═════ EXTRACTED RECORDS

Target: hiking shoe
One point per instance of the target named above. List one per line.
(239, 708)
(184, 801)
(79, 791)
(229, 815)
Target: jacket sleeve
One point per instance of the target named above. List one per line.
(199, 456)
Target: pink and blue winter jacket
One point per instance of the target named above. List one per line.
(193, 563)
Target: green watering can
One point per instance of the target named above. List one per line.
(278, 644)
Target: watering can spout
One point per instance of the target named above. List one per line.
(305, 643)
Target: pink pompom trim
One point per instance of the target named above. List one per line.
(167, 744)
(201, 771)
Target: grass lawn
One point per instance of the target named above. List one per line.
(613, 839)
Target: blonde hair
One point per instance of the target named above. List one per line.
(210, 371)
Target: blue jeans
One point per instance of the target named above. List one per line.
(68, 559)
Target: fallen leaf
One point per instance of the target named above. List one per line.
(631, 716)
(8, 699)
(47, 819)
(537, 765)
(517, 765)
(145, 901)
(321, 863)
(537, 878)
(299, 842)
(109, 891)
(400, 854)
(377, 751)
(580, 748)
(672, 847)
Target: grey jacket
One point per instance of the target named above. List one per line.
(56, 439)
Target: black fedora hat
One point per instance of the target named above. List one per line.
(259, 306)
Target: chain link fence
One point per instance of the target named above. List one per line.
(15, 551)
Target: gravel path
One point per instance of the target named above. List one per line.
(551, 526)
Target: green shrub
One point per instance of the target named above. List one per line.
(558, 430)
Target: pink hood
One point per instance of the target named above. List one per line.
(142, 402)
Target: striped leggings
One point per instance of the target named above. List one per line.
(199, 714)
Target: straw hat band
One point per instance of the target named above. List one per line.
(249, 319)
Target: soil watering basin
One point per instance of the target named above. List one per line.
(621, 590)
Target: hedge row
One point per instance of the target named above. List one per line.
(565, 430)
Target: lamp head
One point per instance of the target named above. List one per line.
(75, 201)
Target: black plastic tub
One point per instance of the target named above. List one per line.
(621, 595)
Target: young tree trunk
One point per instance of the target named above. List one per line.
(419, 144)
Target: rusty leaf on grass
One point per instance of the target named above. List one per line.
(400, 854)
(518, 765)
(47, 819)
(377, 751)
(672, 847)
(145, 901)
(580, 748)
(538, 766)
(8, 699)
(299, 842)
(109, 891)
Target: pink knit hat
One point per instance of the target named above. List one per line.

══════════

Update the rows above so that every "List one per line." reads "Put each on its own line.", with everything else left unchanged.

### OUTPUT OF THE EXERCISE
Target: hiking shoe
One point per instance of the target named above. Put each on its own line.
(239, 708)
(184, 801)
(79, 791)
(229, 815)
Target: jacket sleeve
One point per instance of the target named above. Put each on its own line.
(199, 456)
Target: pink and blue winter jacket
One point per instance of the target named above. Put each on its own line.
(193, 563)
Target: green watering can
One point per instance of the target named above. Put each on its own line.
(278, 644)
Target: watering can spout
One point per instance of the target named above. Put each on its own line.
(305, 643)
Target: pink pompom trim
One point per instance of the target named above. Put each on its own line.
(167, 744)
(201, 771)
Target: grass lawn
One point per instance of the target named above. Put each on its own line.
(613, 839)
Target: blonde hair
One point per instance of the target named above. Put each on its own line.
(210, 371)
Target: blue jeans
One point per instance of the target named above. Put each on its own line.
(68, 559)
Target: fallen leaf
One point per instance of the target named above. Put each on its own line.
(631, 716)
(8, 699)
(47, 819)
(537, 765)
(517, 765)
(145, 901)
(321, 863)
(537, 878)
(299, 842)
(109, 891)
(400, 854)
(377, 751)
(580, 748)
(672, 847)
Target: grey jacket
One point per instance of the target named above. Put each on its own line.
(56, 439)
Target: black fedora hat
One point per instance of the target named above. Put each on its own line.
(259, 306)
Target: chain link fence
One point per instance of the target named above. Put each on its own line.
(15, 551)
Target: gravel path
One point per instance of the target named above. Put each on its own line.
(551, 526)
Target: green shrub
One point per instance of the target named above. Put each on its own line.
(558, 430)
Target: pink hood
One point per instance of the target named above. Put each on its own line.
(142, 402)
Target: striped leggings
One point per instance of the target named above. Put each on its own line.
(199, 714)
Target: straw hat band
One point per instance of the target named above. Put each on its own line.
(249, 319)
Target: soil watering basin
One point per instance of the target named above. Put each on its own line.
(621, 590)
Target: hedge row
One point per instance of the target named above. Put each on its own line.
(565, 430)
Target: lamp head
One point per instance of the target named above. Put each on its own line.
(75, 201)
Target: black plastic tub
One point per instance of the target named above. Put each on its own line.
(621, 595)
Target: young tree trunk
One point per instance of the target named above. Put each on its own line.
(419, 144)
Target: rusty leaf on grass
One point per instance of the target named above. Put each on its own line.
(400, 854)
(518, 765)
(47, 819)
(377, 751)
(672, 847)
(145, 901)
(580, 748)
(538, 766)
(8, 699)
(299, 842)
(109, 891)
Target: pink knit hat
One point per instance of the target named above. Put each on its own line.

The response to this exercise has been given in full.